» YOUR INSTRUCTIONS:
What follows is a set of entries. Repeat them exactly, but not their pictures.

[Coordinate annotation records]

________________________________________

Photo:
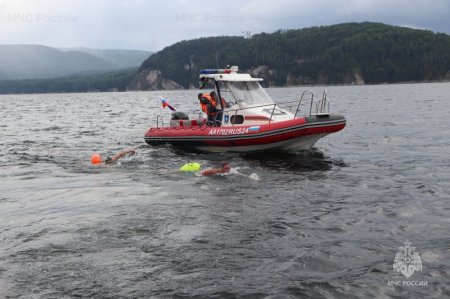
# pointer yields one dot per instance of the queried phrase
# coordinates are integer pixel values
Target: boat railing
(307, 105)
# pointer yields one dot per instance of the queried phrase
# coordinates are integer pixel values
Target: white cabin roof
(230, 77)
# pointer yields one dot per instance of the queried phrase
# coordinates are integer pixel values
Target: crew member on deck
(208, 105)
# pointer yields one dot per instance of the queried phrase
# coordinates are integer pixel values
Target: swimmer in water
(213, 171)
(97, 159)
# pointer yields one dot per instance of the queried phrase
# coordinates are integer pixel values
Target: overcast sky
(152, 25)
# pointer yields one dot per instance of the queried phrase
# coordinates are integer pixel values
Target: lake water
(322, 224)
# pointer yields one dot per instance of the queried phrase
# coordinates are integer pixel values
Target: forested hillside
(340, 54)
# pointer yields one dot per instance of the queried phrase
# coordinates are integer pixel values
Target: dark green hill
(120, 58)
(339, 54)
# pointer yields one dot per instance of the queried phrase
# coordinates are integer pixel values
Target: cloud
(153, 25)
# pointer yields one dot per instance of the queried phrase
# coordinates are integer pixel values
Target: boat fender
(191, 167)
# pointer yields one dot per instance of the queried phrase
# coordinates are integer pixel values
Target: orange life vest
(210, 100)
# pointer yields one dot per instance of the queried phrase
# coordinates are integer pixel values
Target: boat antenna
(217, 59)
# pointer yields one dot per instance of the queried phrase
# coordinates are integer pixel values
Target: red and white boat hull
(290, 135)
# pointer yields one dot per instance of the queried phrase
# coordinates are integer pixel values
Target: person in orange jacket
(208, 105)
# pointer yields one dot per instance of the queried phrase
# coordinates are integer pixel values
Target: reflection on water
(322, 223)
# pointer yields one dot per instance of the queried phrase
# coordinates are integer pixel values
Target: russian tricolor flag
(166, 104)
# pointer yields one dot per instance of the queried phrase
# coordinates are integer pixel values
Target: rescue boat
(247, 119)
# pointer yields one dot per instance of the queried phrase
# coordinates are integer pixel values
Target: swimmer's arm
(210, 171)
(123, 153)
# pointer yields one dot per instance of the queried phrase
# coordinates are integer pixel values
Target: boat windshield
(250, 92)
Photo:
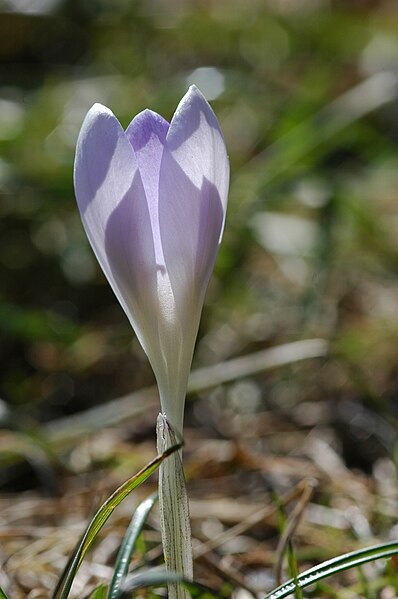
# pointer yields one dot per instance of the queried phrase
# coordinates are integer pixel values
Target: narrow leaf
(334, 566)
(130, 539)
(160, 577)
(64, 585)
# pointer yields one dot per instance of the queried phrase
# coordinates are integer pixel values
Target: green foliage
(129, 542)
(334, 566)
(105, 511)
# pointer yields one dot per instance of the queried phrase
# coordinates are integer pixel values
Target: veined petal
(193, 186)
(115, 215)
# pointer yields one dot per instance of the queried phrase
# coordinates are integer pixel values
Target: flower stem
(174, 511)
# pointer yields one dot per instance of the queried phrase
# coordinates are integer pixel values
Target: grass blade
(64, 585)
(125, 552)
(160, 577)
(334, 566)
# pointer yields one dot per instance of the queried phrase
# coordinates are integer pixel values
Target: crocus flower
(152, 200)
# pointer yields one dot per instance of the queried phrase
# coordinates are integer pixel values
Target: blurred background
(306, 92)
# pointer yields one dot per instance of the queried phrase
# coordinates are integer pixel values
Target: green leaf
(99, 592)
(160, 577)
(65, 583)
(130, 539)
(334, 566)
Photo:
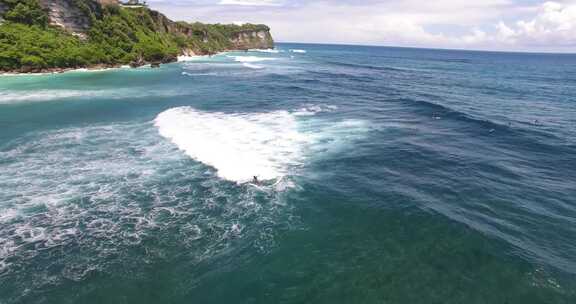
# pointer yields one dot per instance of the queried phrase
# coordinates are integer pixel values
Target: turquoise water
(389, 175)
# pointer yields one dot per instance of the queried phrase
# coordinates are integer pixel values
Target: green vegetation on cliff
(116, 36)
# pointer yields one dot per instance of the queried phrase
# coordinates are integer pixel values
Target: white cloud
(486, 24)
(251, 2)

________________________________________

» SOLUTION:
Photo:
# pointer yields one dot per instance of the queried phrase
# coordinates are integer pixel values
Target: boat railing
(307, 105)
# pointer yields one dot per instance of the queried phrase
# coordinates are integer pixel values
Target: white cabin roof
(230, 77)
# pointer yields one dot per instance of the queried phrase
# coordinates are integer pixel values
Target: crew member on deck
(208, 105)
# pointer yields one dot per instance of the queried phrase
# coordinates are integer pixel values
Target: swimmer in water
(213, 171)
(97, 159)
# pointer yields one dot per instance of the queried phrase
# coordinates are integer pixel values
Target: overcast sky
(152, 25)
# pointer yields one dot per instance of the queried phrase
# coordinates are integer pixel values
Target: lake water
(322, 224)
# pointer yields one dot per instance of the queried phrase
# coordinates are integer pixel values
Target: forested hillside
(340, 54)
# pointer yields one dot per instance of the queried phrase
# coordinates are integer pixel values
Target: dark green hill
(120, 58)
(339, 54)
# pointer yields one dot per instance of the queried phrase
# coordinates are integer pixel values
Target: cloud
(153, 25)
# pointer yields one dot per instance of the queried phrase
# coordinates are integer pixel values
Target: boat fender
(191, 167)
# pointer yields one dot per instance of the queried phrase
# coordinates are integer pixel values
Target: orange life vest
(210, 100)
# pointer yields one dot per instance of the queried phrase
# coordinates are integer pixel values
Target: boat antenna
(217, 59)
# pointer yields one dot per instance of the queried phrase
# coordinates are integer pixel values
Target: red and white boat hull
(290, 135)
# pointer yields one dot per instance of the queried phrase
# coordinates are integer pixel values
Target: person in orange jacket
(208, 105)
# pointer yields one dot per instance of the queried phrase
# coordinates are integer pixel values
Target: reflection on water
(322, 223)
# pointer yields one dot per instance of the queried phrase
# coordinates are integer pixel values
Target: russian tricolor flag
(166, 104)
# pointer yields one dot per instance of the queried phrase
# coordinates are integer pixel values
Target: rescue boat
(247, 119)
# pointer yields one dot per instance of the queried phrase
# coordinates are integer pixel values
Target: swimmer's arm
(210, 171)
(123, 153)
# pointer yields one dot per instance of the queried phrase
# coordinates are integer pixel values
Target: boat windshield
(250, 92)
Photo:
# pointer yields one dot per instance of the queried phrase
# coordinates are integer pixel values
Target: narrow leaf
(334, 566)
(130, 539)
(160, 577)
(64, 585)
# pointer yields one dot per instance of the queried phrase
# coordinates are integer pixel values
Target: green foliage
(129, 542)
(334, 566)
(105, 511)
# pointer yields one dot per instance of the queried phrase
# coordinates are integer pixel values
Target: veined petal
(193, 186)
(115, 215)
# pointer yields one dot per instance of the queried phrase
# coordinates are integer pixel values
Target: flower stem
(174, 511)
# pointer yields one dot per instance of the queried phrase
# coordinates are integer pixel values
Target: grass blade
(64, 585)
(125, 552)
(160, 577)
(334, 566)
# pointer yields one dot per instance of the queried phrase
# coordinates are integer pixel values
Target: crocus flower
(152, 200)
# pointer yields one dot per instance of the queried phrase
# coordinates are integer pixel values
Target: blurred background
(306, 92)
# pointer yields one dot per instance of the queried phrase
# coordinates are integer pixel values
Target: green leaf
(99, 592)
(160, 577)
(65, 583)
(130, 539)
(334, 566)
Photo:
# pointer yields one dot per instance of the queried phrase
# coordinates are integer pixel values
Target: turquoise water
(389, 175)
# pointer yields one dot per instance of the queried phrase
# coordinates are integer pixel values
Target: green vegetation on cliff
(116, 36)
# pointer yields one dot per instance of the queried phrase
# coordinates are integer pixel values
Target: white cloud
(486, 24)
(251, 2)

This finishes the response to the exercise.